Recorded information:
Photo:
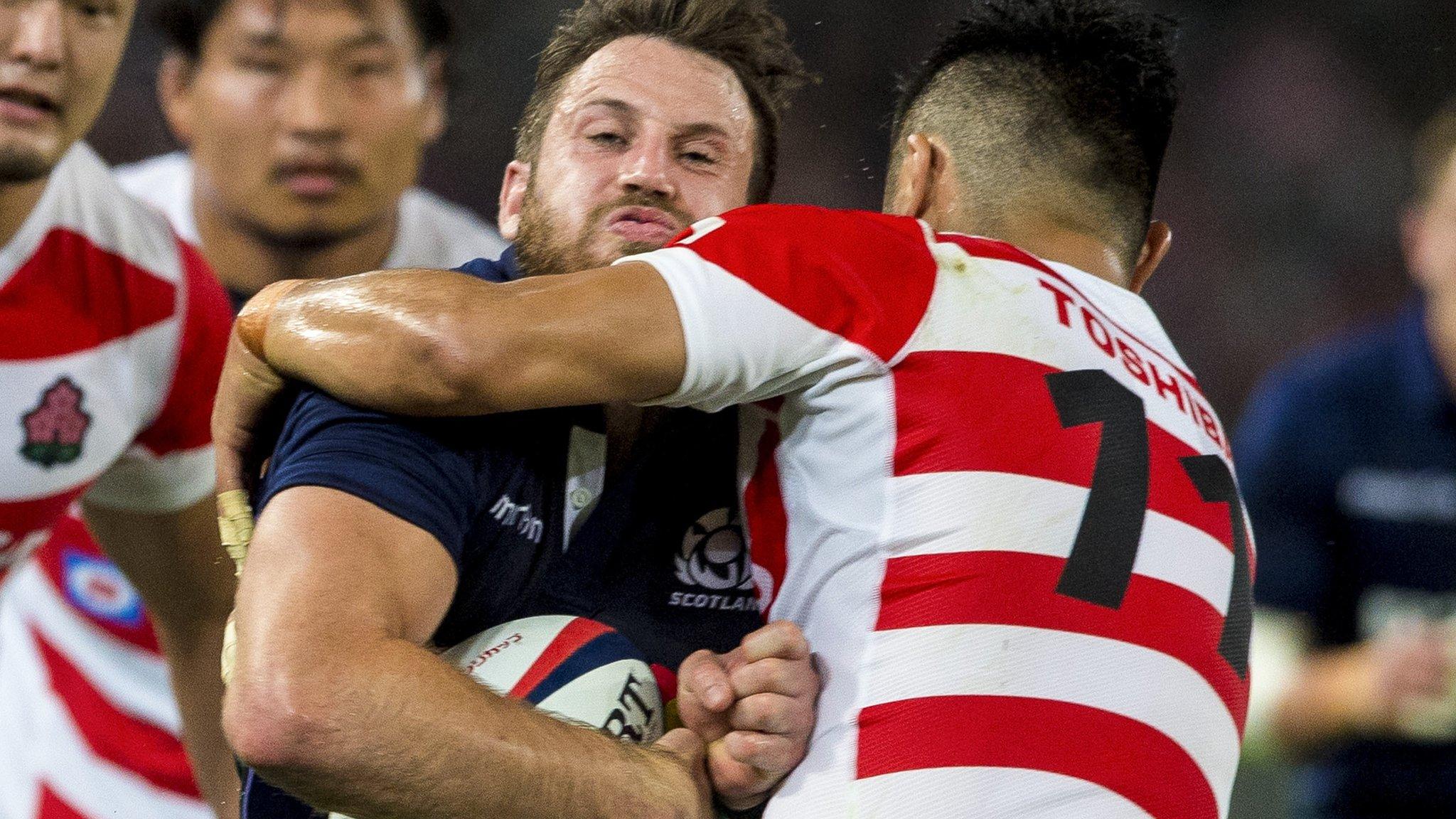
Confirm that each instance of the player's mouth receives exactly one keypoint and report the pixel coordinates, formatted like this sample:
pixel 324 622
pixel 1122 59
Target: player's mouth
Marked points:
pixel 647 225
pixel 21 105
pixel 315 180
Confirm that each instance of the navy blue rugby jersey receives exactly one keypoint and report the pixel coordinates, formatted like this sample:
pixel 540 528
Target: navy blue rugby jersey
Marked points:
pixel 519 503
pixel 1347 458
pixel 519 500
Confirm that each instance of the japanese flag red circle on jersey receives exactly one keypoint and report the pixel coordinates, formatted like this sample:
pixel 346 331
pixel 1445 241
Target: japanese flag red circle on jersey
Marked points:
pixel 571 666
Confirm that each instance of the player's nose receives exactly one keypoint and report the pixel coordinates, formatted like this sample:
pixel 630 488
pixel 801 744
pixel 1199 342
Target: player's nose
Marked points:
pixel 648 166
pixel 40 36
pixel 312 104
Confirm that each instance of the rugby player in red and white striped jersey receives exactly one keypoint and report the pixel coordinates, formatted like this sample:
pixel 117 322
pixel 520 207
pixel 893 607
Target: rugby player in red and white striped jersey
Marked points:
pixel 111 340
pixel 983 483
pixel 69 602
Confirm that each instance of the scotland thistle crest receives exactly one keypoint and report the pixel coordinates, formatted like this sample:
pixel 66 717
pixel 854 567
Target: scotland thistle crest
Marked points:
pixel 54 430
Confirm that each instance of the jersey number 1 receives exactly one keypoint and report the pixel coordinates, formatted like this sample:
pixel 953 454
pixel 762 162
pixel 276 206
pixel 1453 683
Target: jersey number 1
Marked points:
pixel 1100 567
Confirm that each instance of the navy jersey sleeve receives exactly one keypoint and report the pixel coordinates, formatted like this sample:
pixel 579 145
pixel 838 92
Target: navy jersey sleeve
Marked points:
pixel 414 469
pixel 1288 491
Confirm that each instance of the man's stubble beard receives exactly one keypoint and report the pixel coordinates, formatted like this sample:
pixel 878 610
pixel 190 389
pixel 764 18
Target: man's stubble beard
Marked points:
pixel 540 250
pixel 21 165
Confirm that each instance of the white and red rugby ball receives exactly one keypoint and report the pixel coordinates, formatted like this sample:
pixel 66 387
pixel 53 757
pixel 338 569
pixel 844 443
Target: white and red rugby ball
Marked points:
pixel 569 666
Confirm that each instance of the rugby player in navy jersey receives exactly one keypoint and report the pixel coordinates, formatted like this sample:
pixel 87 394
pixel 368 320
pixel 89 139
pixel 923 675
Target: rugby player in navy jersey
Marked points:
pixel 379 535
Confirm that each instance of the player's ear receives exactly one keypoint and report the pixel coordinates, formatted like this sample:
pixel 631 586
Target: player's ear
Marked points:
pixel 437 98
pixel 513 197
pixel 914 190
pixel 175 95
pixel 1155 247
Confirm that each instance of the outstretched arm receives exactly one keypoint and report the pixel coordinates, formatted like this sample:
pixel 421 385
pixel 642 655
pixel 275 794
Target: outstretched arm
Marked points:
pixel 336 698
pixel 439 343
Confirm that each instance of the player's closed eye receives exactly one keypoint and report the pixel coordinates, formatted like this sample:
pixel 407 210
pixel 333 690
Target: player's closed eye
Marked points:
pixel 372 69
pixel 609 139
pixel 259 65
pixel 98 12
pixel 700 158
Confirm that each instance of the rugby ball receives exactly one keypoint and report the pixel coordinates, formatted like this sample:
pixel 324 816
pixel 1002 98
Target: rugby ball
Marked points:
pixel 571 666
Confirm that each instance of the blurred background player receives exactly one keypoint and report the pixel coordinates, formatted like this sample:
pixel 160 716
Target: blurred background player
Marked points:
pixel 997 636
pixel 382 534
pixel 304 124
pixel 1349 464
pixel 111 338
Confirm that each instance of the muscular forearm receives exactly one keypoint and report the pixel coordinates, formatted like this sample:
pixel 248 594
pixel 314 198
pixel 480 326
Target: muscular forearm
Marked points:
pixel 398 734
pixel 389 340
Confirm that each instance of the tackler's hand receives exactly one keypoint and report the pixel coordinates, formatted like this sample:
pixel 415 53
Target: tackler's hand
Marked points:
pixel 754 707
pixel 247 391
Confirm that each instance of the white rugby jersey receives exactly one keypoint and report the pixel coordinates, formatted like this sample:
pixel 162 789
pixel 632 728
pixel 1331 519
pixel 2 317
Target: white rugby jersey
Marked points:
pixel 999 506
pixel 82 652
pixel 111 340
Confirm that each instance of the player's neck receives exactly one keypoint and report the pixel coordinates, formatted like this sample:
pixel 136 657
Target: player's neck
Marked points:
pixel 1081 251
pixel 16 203
pixel 1046 240
pixel 247 261
pixel 1440 328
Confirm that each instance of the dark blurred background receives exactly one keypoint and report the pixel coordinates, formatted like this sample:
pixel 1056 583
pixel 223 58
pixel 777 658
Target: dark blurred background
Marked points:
pixel 1285 180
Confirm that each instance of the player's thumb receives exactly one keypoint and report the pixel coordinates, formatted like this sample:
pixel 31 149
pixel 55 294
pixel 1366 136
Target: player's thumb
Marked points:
pixel 685 744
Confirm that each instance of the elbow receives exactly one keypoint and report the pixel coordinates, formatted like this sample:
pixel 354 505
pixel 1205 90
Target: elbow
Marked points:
pixel 453 368
pixel 279 723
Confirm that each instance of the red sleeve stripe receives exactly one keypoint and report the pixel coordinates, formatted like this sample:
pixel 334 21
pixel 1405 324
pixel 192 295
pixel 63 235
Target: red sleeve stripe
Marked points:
pixel 72 296
pixel 1001 251
pixel 1043 735
pixel 1021 589
pixel 1005 422
pixel 115 737
pixel 70 532
pixel 55 808
pixel 865 277
pixel 186 419
pixel 21 518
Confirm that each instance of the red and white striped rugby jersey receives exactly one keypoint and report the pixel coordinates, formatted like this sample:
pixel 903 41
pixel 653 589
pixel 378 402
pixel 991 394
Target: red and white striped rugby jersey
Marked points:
pixel 999 506
pixel 111 341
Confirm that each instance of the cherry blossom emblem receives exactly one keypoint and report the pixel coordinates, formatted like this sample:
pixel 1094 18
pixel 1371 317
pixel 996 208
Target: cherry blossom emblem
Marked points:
pixel 54 430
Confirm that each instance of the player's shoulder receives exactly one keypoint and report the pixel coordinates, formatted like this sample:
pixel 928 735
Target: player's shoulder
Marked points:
pixel 86 205
pixel 808 226
pixel 346 426
pixel 434 232
pixel 164 183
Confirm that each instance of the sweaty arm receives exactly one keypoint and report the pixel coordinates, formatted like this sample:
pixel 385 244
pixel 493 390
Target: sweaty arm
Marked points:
pixel 336 697
pixel 744 308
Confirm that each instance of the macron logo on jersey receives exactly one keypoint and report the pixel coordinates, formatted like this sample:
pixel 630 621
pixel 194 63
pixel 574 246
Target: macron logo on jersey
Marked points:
pixel 519 516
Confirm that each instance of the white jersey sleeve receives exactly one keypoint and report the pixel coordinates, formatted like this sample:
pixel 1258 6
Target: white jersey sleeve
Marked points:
pixel 778 298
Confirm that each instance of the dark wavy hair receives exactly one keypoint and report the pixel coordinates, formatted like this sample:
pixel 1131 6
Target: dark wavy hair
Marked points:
pixel 186 22
pixel 1053 94
pixel 746 36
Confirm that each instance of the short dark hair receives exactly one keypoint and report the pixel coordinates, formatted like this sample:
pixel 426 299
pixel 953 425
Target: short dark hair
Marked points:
pixel 1039 97
pixel 746 36
pixel 186 22
pixel 1433 152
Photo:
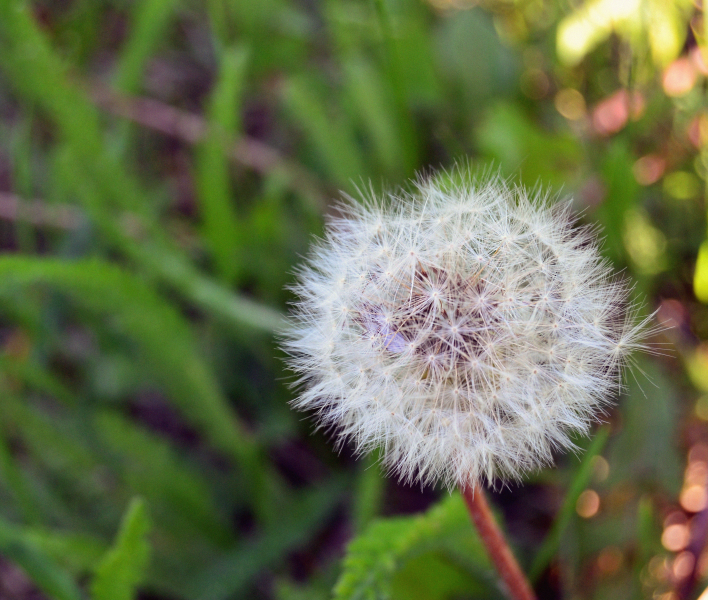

Requirements:
Return every line of the data above that contains the word "striped".

Expected output:
Confirm that each instance of the rugby player in red and white striped jersey receives exactly one keypoint and report the pixel coordinates, formatted like this sample:
Target: rugby player in red and white striped jersey
Confirm that each instance of the red and white striped rugby jersey receives exactly one keypoint and report the pixel coordinates, formatted like this sample:
Target: red and white striped rugby jersey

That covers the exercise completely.